According to the post on object serialization, how does Java serialization represent an object's class?

◆ **Text to read**:
* * * *

Room 101: 02/01/2010

Way back in October 2009, I threatened to write a post about how serialization can serve as a binary format. The moment of reckoning has arrived.

Object serialization is probably most widely known due to Java serialization, but of course has a long history before that. Modula-2+ supported pickling long before Java, for example, as did Smalltalk systems.

Java serialization serializes objects in a most un-object-oriented way: it separates the object’s data from its behavior. Only the data is actually serialized. The object’s behavior (namely its class) is represented symbolically (as fully qualified class names; more on that later). During deserialization, the symbolic class information is used to reconstruct the classes of objects.

The problem is that this only works properly when both serializer and deserializer agree on the interpretation of the symbolic class information. For example, when two VMs running identical versions of the code communicate via RMI (the original use of Java serialization).

If the code in the deserializer differs from that in the serializer, as is very often the case (say, when one wants to load old serialized data) problems arise. The serialized data may not describe instances of the class on the deserializing side at all, because the private representation of the class may have changed.

Tangent: Java serialization introduced an extra-linguistic mechanism for creating instances, that was not considered as part of the language design, which only foresaw objects being created via constructor calls. This too is problematic. What if the invariants imposed by the constructor change over time?

To deal with these problems, one may opt to store data using a more stable schema than the in-memory representation (e.g., a database, an agreed external data format etc.).

Alternatively, one can add conversion routines that map old representations into new ones. This requires identifying the version of the object’s class (aka the serialVersionUID) when serializing an object. This approach is problematic however. Each change of representation requires a new version number, and a new conversion routine. These must be in place before the objects are serialized.

The reliance on class names is also an issue. What of anonymous classes? This is a problem in any case, but aggravated due to the reliance on names.

Tangent: the serialization team was, however, perfectly justified in assuming every class had a well defined name. They were working with Java 1.0, before the introduction of inner classes. Likewise, the inner class team was working on a system without serialization. No one saw the conflict until after the release combining the two - when it was far too late to do much about it.

* * * *

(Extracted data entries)

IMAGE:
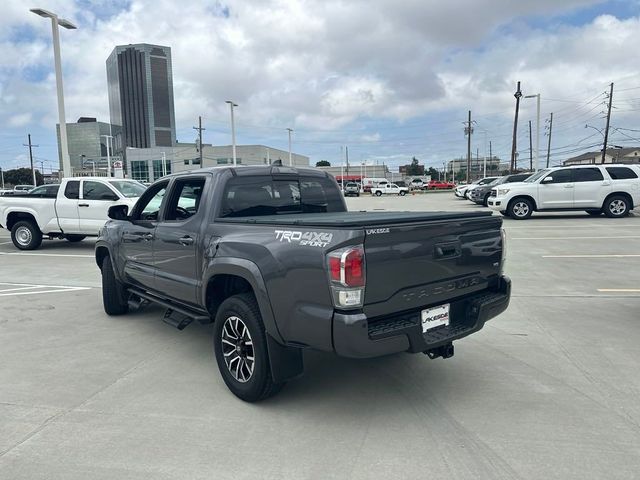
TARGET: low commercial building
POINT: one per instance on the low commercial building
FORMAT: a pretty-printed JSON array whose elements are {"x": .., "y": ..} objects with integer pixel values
[
  {"x": 149, "y": 164},
  {"x": 87, "y": 142}
]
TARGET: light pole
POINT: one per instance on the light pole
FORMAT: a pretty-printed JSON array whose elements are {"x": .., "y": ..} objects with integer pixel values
[
  {"x": 233, "y": 131},
  {"x": 290, "y": 161},
  {"x": 55, "y": 21},
  {"x": 108, "y": 141},
  {"x": 537, "y": 95}
]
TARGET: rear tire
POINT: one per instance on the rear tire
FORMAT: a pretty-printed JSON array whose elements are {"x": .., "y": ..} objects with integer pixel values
[
  {"x": 616, "y": 206},
  {"x": 114, "y": 293},
  {"x": 240, "y": 346},
  {"x": 26, "y": 235},
  {"x": 520, "y": 209},
  {"x": 75, "y": 238}
]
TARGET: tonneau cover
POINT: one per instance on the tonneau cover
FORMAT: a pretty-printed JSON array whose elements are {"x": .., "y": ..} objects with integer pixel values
[{"x": 352, "y": 219}]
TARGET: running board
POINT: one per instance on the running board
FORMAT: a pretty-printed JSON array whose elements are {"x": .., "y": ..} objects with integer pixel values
[{"x": 176, "y": 316}]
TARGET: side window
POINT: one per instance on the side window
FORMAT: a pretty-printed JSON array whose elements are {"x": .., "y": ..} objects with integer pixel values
[
  {"x": 148, "y": 207},
  {"x": 561, "y": 176},
  {"x": 72, "y": 190},
  {"x": 587, "y": 175},
  {"x": 185, "y": 199},
  {"x": 97, "y": 191},
  {"x": 621, "y": 173}
]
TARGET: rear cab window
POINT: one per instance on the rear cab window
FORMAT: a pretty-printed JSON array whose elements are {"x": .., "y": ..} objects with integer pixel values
[
  {"x": 621, "y": 173},
  {"x": 267, "y": 195}
]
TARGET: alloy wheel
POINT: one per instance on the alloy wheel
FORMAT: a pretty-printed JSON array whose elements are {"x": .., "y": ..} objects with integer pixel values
[{"x": 237, "y": 349}]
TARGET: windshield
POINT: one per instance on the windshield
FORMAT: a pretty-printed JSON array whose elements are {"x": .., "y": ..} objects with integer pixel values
[
  {"x": 536, "y": 176},
  {"x": 128, "y": 189}
]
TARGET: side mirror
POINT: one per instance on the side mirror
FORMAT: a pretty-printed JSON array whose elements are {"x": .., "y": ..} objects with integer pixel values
[{"x": 118, "y": 212}]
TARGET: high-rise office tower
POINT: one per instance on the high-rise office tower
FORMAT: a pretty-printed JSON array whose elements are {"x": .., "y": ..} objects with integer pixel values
[{"x": 140, "y": 82}]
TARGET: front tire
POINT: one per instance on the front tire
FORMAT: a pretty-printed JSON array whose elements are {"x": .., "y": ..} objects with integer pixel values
[
  {"x": 114, "y": 293},
  {"x": 520, "y": 209},
  {"x": 26, "y": 235},
  {"x": 240, "y": 346},
  {"x": 616, "y": 206}
]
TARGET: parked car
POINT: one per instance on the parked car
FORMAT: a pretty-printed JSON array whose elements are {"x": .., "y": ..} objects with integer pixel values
[
  {"x": 610, "y": 189},
  {"x": 389, "y": 189},
  {"x": 479, "y": 183},
  {"x": 79, "y": 210},
  {"x": 481, "y": 194},
  {"x": 438, "y": 185},
  {"x": 416, "y": 184},
  {"x": 271, "y": 256},
  {"x": 351, "y": 188}
]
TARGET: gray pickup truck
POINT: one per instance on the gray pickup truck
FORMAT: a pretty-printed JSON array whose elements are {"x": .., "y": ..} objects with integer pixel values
[{"x": 273, "y": 258}]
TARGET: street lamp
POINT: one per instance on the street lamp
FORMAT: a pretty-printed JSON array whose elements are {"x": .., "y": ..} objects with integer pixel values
[
  {"x": 537, "y": 95},
  {"x": 233, "y": 130},
  {"x": 55, "y": 21},
  {"x": 290, "y": 130}
]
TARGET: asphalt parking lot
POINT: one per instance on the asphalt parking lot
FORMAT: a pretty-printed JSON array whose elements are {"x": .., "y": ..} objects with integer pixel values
[{"x": 547, "y": 390}]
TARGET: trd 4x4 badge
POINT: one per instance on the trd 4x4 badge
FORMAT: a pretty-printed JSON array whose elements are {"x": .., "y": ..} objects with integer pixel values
[{"x": 311, "y": 239}]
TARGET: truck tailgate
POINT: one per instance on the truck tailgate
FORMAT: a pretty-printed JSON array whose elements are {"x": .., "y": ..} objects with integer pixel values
[{"x": 429, "y": 262}]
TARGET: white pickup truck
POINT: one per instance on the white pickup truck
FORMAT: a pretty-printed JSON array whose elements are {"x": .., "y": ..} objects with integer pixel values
[
  {"x": 79, "y": 210},
  {"x": 389, "y": 189}
]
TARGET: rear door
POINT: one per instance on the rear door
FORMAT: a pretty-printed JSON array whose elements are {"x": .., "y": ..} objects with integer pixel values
[
  {"x": 590, "y": 187},
  {"x": 557, "y": 193},
  {"x": 67, "y": 207},
  {"x": 96, "y": 198},
  {"x": 176, "y": 239},
  {"x": 413, "y": 265}
]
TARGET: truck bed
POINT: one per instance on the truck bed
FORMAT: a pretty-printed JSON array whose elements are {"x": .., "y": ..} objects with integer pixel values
[{"x": 353, "y": 219}]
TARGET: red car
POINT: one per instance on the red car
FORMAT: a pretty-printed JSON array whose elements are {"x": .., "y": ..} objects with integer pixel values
[{"x": 438, "y": 185}]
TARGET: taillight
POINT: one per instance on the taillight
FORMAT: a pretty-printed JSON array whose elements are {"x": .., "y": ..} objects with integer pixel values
[{"x": 347, "y": 276}]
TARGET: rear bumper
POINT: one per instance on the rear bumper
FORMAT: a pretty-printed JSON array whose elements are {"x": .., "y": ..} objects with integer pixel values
[{"x": 358, "y": 337}]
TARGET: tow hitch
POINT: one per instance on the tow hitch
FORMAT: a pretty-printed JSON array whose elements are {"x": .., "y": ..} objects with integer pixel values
[{"x": 444, "y": 351}]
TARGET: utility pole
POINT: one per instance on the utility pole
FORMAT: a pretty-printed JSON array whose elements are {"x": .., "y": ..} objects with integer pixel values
[
  {"x": 490, "y": 153},
  {"x": 606, "y": 130},
  {"x": 33, "y": 172},
  {"x": 290, "y": 160},
  {"x": 199, "y": 129},
  {"x": 518, "y": 94},
  {"x": 530, "y": 149},
  {"x": 468, "y": 130},
  {"x": 549, "y": 144},
  {"x": 108, "y": 140},
  {"x": 346, "y": 154}
]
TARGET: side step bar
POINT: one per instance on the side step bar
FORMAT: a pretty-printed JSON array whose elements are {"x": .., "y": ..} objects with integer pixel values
[{"x": 176, "y": 316}]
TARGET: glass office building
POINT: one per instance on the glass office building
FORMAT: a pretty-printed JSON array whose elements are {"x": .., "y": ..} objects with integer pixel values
[{"x": 140, "y": 85}]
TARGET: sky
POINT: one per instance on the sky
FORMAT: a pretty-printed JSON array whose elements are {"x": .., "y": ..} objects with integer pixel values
[{"x": 390, "y": 80}]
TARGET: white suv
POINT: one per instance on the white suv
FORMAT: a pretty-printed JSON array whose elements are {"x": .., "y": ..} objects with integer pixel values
[{"x": 610, "y": 189}]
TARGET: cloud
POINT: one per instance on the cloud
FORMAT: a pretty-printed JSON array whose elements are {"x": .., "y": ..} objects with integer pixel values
[{"x": 323, "y": 68}]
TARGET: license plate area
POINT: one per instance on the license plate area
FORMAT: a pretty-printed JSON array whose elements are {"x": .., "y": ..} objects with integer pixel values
[{"x": 435, "y": 317}]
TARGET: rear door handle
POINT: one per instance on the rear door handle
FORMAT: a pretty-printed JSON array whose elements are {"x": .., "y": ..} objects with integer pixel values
[{"x": 186, "y": 240}]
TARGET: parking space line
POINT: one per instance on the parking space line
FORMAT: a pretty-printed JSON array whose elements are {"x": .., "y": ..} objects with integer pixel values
[
  {"x": 627, "y": 290},
  {"x": 590, "y": 256},
  {"x": 575, "y": 238},
  {"x": 47, "y": 254}
]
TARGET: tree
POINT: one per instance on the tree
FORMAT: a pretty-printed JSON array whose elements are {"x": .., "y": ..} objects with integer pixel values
[
  {"x": 414, "y": 168},
  {"x": 22, "y": 176}
]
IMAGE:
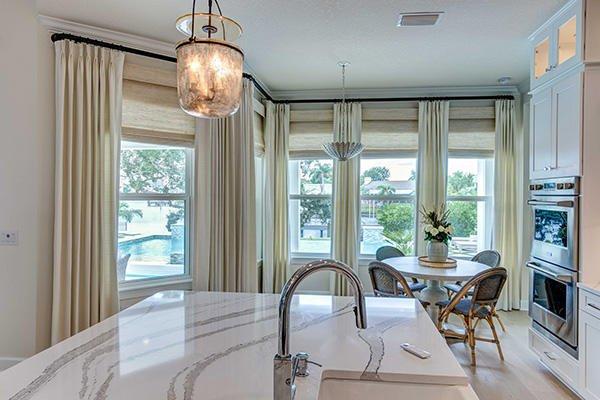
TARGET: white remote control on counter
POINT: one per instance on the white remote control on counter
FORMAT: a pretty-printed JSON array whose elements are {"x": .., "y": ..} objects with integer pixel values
[{"x": 414, "y": 350}]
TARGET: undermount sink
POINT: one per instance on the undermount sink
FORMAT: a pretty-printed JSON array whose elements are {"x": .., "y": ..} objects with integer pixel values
[{"x": 341, "y": 389}]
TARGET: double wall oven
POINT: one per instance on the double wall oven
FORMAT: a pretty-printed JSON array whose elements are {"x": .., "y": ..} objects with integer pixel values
[{"x": 554, "y": 262}]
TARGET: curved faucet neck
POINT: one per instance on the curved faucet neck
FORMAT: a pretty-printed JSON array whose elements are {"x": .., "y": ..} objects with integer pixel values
[{"x": 290, "y": 287}]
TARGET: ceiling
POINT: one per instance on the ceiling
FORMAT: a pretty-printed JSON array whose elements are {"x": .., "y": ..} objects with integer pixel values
[{"x": 295, "y": 45}]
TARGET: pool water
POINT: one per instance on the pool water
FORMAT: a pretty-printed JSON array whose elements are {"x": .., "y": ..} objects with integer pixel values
[{"x": 155, "y": 249}]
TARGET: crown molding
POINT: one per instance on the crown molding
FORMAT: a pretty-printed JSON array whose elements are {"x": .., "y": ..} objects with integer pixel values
[
  {"x": 58, "y": 25},
  {"x": 429, "y": 91}
]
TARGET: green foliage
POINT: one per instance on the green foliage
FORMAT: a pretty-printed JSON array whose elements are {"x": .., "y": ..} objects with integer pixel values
[
  {"x": 153, "y": 170},
  {"x": 461, "y": 184},
  {"x": 126, "y": 213},
  {"x": 463, "y": 217},
  {"x": 377, "y": 174},
  {"x": 397, "y": 220}
]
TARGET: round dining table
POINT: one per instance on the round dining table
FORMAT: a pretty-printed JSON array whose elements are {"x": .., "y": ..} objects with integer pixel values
[{"x": 434, "y": 292}]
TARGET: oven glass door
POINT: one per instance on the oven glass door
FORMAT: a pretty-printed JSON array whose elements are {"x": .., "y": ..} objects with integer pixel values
[
  {"x": 553, "y": 300},
  {"x": 555, "y": 230}
]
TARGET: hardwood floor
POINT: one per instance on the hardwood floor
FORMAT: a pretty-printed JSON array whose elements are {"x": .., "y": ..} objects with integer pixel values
[{"x": 520, "y": 376}]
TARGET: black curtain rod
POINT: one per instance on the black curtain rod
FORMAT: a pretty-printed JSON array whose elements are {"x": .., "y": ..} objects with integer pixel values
[{"x": 80, "y": 39}]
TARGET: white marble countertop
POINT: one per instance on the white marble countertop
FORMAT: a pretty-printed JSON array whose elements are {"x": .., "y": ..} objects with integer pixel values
[
  {"x": 590, "y": 287},
  {"x": 185, "y": 345}
]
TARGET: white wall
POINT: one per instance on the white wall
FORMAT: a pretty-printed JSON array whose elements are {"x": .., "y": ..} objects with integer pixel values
[{"x": 26, "y": 179}]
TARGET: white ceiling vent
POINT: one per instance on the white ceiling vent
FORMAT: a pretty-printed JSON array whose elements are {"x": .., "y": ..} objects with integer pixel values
[{"x": 419, "y": 19}]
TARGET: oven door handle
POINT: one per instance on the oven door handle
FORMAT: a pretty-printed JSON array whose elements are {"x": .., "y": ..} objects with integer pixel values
[
  {"x": 563, "y": 203},
  {"x": 558, "y": 277}
]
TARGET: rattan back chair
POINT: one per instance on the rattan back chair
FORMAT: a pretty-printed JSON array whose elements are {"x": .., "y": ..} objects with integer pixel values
[{"x": 486, "y": 288}]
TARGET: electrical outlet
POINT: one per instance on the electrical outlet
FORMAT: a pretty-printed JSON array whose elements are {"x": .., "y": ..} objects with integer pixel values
[{"x": 9, "y": 238}]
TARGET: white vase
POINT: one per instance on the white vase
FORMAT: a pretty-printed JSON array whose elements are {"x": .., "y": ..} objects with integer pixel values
[{"x": 437, "y": 251}]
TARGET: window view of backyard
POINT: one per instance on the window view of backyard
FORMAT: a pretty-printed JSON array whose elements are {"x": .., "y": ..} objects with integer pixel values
[
  {"x": 388, "y": 204},
  {"x": 152, "y": 211},
  {"x": 469, "y": 191}
]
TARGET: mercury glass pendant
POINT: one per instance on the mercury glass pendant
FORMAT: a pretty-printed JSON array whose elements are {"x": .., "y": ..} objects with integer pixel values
[
  {"x": 209, "y": 64},
  {"x": 343, "y": 151}
]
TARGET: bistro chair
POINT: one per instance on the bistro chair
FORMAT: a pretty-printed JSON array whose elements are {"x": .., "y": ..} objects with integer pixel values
[
  {"x": 388, "y": 282},
  {"x": 490, "y": 258},
  {"x": 388, "y": 252},
  {"x": 486, "y": 287}
]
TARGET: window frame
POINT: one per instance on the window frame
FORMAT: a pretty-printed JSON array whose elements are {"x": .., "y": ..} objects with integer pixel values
[
  {"x": 365, "y": 258},
  {"x": 487, "y": 200},
  {"x": 188, "y": 199},
  {"x": 300, "y": 256}
]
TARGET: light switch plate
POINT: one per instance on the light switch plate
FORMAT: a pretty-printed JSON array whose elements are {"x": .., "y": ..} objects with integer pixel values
[{"x": 9, "y": 238}]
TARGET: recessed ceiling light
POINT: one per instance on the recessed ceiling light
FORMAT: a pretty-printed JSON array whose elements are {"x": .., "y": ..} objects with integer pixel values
[{"x": 419, "y": 18}]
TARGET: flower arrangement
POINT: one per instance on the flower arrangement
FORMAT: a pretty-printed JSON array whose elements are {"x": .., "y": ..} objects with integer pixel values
[{"x": 436, "y": 224}]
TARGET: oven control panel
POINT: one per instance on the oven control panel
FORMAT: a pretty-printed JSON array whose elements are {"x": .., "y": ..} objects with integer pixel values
[{"x": 556, "y": 186}]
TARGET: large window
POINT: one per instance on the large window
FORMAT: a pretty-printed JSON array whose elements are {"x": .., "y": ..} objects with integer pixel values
[
  {"x": 469, "y": 191},
  {"x": 154, "y": 211},
  {"x": 387, "y": 212},
  {"x": 310, "y": 188}
]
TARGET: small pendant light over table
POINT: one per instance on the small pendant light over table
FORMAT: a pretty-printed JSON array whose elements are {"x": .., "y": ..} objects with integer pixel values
[
  {"x": 209, "y": 64},
  {"x": 343, "y": 150}
]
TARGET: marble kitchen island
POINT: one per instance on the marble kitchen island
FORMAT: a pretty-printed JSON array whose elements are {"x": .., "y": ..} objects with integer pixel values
[{"x": 196, "y": 345}]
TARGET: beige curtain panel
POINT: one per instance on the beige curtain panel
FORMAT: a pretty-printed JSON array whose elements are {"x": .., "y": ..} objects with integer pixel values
[
  {"x": 505, "y": 201},
  {"x": 227, "y": 202},
  {"x": 432, "y": 169},
  {"x": 88, "y": 126},
  {"x": 347, "y": 122},
  {"x": 275, "y": 214}
]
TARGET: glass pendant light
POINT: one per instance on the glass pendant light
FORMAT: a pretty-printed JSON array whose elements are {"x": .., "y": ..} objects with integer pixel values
[
  {"x": 345, "y": 150},
  {"x": 209, "y": 64}
]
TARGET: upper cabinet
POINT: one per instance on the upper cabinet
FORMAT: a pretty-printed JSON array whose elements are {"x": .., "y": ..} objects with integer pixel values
[{"x": 557, "y": 45}]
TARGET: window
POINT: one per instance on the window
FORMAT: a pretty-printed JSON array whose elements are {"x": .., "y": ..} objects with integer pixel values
[
  {"x": 469, "y": 191},
  {"x": 154, "y": 211},
  {"x": 310, "y": 187},
  {"x": 387, "y": 211}
]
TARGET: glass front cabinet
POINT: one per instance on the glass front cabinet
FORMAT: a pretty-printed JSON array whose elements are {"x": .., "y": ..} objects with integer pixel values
[{"x": 556, "y": 46}]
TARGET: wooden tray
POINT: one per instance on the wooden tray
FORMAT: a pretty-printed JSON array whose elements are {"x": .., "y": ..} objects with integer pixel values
[{"x": 449, "y": 263}]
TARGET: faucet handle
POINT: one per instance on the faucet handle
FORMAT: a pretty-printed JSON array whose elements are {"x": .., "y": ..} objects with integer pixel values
[{"x": 303, "y": 361}]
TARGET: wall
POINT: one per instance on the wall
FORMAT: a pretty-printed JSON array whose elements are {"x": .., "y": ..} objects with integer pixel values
[{"x": 26, "y": 180}]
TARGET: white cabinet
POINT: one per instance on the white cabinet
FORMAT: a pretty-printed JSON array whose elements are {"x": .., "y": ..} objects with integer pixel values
[
  {"x": 589, "y": 347},
  {"x": 557, "y": 45},
  {"x": 556, "y": 129}
]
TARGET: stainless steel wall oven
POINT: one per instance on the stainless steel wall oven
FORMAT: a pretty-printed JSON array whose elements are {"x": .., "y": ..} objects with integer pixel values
[{"x": 554, "y": 260}]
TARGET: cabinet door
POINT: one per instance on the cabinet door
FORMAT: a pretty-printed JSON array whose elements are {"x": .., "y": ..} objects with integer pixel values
[
  {"x": 589, "y": 347},
  {"x": 542, "y": 141},
  {"x": 568, "y": 33},
  {"x": 566, "y": 104},
  {"x": 542, "y": 57}
]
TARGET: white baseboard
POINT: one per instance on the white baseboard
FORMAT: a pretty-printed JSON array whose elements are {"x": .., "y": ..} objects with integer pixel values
[{"x": 7, "y": 362}]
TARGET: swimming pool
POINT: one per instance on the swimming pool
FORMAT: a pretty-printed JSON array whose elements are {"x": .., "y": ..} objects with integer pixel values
[{"x": 155, "y": 249}]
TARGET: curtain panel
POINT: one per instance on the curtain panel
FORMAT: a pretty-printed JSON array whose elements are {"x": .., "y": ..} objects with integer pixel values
[
  {"x": 347, "y": 123},
  {"x": 226, "y": 196},
  {"x": 505, "y": 232},
  {"x": 275, "y": 213},
  {"x": 432, "y": 169},
  {"x": 88, "y": 126}
]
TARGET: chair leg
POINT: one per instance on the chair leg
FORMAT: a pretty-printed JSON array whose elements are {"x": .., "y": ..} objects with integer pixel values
[
  {"x": 500, "y": 321},
  {"x": 471, "y": 340},
  {"x": 490, "y": 321}
]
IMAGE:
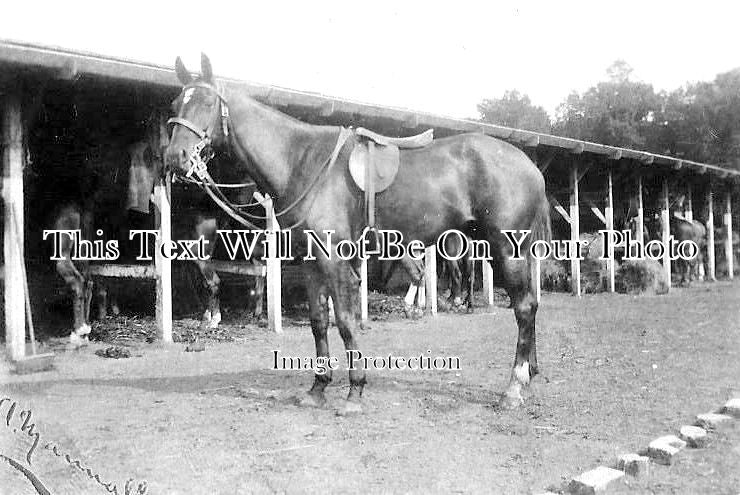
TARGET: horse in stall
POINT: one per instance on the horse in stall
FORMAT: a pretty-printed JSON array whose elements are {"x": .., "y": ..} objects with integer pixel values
[
  {"x": 683, "y": 229},
  {"x": 99, "y": 196},
  {"x": 471, "y": 182},
  {"x": 459, "y": 276}
]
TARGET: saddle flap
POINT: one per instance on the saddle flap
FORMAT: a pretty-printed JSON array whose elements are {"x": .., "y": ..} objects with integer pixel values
[{"x": 386, "y": 162}]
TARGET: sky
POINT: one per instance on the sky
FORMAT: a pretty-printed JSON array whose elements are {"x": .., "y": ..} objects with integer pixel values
[{"x": 437, "y": 57}]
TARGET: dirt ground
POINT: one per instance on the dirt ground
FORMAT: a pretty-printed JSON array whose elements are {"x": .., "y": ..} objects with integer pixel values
[{"x": 617, "y": 371}]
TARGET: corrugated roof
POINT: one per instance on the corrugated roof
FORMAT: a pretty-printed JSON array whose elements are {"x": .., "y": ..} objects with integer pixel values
[{"x": 69, "y": 63}]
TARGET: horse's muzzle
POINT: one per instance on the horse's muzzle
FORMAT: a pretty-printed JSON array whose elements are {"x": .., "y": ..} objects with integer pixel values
[{"x": 176, "y": 161}]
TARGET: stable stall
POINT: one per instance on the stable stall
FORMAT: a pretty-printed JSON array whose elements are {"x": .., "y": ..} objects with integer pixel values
[{"x": 581, "y": 173}]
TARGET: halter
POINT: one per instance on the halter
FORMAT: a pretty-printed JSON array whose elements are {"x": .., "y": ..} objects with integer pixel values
[
  {"x": 199, "y": 165},
  {"x": 198, "y": 162}
]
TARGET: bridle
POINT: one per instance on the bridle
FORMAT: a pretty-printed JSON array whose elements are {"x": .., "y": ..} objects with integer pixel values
[{"x": 198, "y": 162}]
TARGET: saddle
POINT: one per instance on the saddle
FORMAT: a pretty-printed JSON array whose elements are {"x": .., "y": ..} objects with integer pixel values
[{"x": 374, "y": 162}]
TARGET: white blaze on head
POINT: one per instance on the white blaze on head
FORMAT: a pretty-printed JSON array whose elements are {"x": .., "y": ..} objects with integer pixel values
[
  {"x": 188, "y": 94},
  {"x": 521, "y": 373}
]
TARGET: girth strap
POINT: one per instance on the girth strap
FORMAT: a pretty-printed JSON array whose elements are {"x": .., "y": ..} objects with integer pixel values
[{"x": 370, "y": 185}]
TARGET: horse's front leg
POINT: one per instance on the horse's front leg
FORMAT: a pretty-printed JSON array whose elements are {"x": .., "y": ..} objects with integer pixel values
[
  {"x": 415, "y": 270},
  {"x": 318, "y": 303},
  {"x": 524, "y": 303},
  {"x": 212, "y": 314},
  {"x": 345, "y": 291}
]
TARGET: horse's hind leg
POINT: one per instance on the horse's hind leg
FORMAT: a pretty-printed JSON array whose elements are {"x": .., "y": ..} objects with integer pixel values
[
  {"x": 77, "y": 284},
  {"x": 415, "y": 270},
  {"x": 524, "y": 301},
  {"x": 318, "y": 303},
  {"x": 344, "y": 287}
]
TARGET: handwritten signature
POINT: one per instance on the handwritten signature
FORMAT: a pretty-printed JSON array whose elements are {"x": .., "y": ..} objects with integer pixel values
[{"x": 29, "y": 429}]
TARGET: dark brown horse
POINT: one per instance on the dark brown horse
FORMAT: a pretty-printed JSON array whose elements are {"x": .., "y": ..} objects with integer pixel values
[{"x": 470, "y": 182}]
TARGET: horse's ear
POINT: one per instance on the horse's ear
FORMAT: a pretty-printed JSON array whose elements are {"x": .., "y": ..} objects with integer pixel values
[
  {"x": 205, "y": 68},
  {"x": 182, "y": 73}
]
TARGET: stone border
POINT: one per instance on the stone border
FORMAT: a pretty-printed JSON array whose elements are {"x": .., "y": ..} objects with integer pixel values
[{"x": 662, "y": 450}]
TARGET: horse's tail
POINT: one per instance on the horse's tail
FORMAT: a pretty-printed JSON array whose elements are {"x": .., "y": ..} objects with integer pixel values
[{"x": 541, "y": 231}]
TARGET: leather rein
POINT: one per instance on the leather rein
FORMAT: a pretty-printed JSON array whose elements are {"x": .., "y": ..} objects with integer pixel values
[{"x": 202, "y": 153}]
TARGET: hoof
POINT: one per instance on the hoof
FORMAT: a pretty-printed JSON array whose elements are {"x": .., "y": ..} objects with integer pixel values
[
  {"x": 511, "y": 401},
  {"x": 350, "y": 408},
  {"x": 311, "y": 400}
]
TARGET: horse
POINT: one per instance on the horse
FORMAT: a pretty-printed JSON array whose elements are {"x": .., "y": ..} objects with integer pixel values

* * * *

◆ **Result for this task**: It represents the class symbolically, as fully qualified class names.